**** Provided data

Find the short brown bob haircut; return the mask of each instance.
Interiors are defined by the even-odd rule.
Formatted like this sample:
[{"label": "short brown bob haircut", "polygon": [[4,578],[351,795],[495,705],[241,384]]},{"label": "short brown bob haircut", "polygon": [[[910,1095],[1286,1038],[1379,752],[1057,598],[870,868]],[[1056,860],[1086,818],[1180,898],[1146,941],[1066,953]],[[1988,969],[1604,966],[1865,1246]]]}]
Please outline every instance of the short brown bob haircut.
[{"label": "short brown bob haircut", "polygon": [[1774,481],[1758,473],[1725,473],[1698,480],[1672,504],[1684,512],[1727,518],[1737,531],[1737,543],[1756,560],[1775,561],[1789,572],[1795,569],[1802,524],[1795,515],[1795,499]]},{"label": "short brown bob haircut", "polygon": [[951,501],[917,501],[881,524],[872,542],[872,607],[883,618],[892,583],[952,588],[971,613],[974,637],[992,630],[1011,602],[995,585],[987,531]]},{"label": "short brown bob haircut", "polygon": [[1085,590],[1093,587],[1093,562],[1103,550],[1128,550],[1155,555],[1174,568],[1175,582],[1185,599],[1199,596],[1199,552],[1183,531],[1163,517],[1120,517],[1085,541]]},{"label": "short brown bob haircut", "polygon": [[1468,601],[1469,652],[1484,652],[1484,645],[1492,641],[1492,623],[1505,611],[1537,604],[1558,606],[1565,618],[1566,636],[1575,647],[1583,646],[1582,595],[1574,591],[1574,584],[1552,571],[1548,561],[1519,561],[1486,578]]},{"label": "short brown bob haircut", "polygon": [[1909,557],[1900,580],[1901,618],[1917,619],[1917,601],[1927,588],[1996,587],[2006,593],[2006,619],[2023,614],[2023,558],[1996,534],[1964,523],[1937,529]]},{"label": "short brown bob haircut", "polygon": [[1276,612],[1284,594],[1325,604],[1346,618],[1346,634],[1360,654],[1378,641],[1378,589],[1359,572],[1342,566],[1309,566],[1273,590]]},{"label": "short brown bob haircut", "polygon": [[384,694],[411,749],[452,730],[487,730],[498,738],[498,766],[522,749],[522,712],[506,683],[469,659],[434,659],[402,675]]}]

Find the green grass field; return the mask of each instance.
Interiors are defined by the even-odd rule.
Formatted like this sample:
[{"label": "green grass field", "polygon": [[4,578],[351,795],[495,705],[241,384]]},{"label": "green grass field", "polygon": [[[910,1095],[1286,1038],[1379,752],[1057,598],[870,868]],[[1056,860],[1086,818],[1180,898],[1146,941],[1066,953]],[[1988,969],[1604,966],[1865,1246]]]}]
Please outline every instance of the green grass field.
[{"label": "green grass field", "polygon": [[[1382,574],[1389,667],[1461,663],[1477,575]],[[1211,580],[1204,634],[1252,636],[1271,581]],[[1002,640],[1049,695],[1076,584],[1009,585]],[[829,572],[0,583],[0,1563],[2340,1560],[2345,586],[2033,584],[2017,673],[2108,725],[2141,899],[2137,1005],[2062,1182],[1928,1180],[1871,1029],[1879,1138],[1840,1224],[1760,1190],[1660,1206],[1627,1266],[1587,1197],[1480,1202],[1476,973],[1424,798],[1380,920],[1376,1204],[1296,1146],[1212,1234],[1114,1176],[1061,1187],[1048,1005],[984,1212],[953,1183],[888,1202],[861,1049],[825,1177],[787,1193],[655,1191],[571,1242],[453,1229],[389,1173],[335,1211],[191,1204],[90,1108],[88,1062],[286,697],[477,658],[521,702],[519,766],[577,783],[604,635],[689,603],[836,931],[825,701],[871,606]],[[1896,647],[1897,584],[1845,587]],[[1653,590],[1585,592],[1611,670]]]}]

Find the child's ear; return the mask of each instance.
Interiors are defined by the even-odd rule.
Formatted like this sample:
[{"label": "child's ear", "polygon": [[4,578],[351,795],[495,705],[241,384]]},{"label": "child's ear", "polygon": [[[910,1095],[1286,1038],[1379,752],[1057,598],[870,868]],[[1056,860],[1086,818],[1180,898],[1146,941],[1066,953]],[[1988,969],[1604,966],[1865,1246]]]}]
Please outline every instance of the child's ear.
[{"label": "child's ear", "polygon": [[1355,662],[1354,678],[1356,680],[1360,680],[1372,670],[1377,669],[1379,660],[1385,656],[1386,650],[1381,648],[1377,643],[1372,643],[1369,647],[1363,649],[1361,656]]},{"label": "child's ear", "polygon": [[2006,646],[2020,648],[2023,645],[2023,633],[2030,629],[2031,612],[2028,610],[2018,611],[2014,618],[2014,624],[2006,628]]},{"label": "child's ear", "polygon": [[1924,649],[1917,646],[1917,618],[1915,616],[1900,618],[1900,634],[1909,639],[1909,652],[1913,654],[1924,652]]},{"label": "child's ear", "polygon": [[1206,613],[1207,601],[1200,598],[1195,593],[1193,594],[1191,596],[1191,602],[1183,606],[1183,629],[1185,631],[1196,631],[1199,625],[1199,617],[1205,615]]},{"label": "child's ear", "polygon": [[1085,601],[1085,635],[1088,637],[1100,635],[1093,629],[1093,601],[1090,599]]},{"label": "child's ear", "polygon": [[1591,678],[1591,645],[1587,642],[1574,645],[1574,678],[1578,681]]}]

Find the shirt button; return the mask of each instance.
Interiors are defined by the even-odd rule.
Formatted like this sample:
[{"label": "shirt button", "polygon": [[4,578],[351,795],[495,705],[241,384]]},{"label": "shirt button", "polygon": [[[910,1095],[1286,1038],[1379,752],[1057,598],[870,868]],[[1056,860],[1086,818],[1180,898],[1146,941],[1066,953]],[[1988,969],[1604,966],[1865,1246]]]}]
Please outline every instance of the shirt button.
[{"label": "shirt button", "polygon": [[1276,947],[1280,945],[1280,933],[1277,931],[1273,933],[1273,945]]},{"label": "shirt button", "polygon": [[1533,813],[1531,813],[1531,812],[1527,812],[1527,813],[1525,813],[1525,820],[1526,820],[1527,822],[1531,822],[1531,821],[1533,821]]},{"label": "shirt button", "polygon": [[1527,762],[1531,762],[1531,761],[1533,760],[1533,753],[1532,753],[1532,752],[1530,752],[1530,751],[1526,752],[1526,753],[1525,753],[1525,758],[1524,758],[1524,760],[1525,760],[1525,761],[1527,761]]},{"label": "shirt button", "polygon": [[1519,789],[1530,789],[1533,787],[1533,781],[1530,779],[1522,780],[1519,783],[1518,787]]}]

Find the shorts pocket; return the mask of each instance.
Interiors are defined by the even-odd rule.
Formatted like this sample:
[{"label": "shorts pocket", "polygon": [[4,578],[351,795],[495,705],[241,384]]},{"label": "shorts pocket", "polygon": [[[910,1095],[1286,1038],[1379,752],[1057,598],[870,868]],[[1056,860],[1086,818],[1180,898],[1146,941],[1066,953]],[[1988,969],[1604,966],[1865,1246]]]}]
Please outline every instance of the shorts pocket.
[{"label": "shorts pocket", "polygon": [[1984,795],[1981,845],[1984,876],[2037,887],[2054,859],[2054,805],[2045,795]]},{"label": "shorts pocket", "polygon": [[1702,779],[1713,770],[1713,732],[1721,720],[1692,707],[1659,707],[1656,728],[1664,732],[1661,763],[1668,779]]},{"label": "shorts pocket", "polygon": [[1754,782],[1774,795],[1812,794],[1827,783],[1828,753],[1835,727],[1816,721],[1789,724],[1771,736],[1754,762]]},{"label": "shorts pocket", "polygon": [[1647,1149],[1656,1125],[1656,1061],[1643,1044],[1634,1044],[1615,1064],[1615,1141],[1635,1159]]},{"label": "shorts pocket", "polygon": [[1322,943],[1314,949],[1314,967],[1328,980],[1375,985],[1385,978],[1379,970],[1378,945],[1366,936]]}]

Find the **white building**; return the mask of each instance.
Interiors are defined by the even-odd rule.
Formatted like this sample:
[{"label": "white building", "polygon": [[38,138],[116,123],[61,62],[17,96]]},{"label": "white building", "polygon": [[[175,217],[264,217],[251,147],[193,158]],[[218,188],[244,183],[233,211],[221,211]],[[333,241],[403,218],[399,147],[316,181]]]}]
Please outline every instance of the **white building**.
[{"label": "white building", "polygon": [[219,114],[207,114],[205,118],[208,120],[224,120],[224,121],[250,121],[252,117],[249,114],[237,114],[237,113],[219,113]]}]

********

Exercise directions: Whenever the string "mask" appears on a line of the material, that line counts; report the count and nothing else.

Solution: 6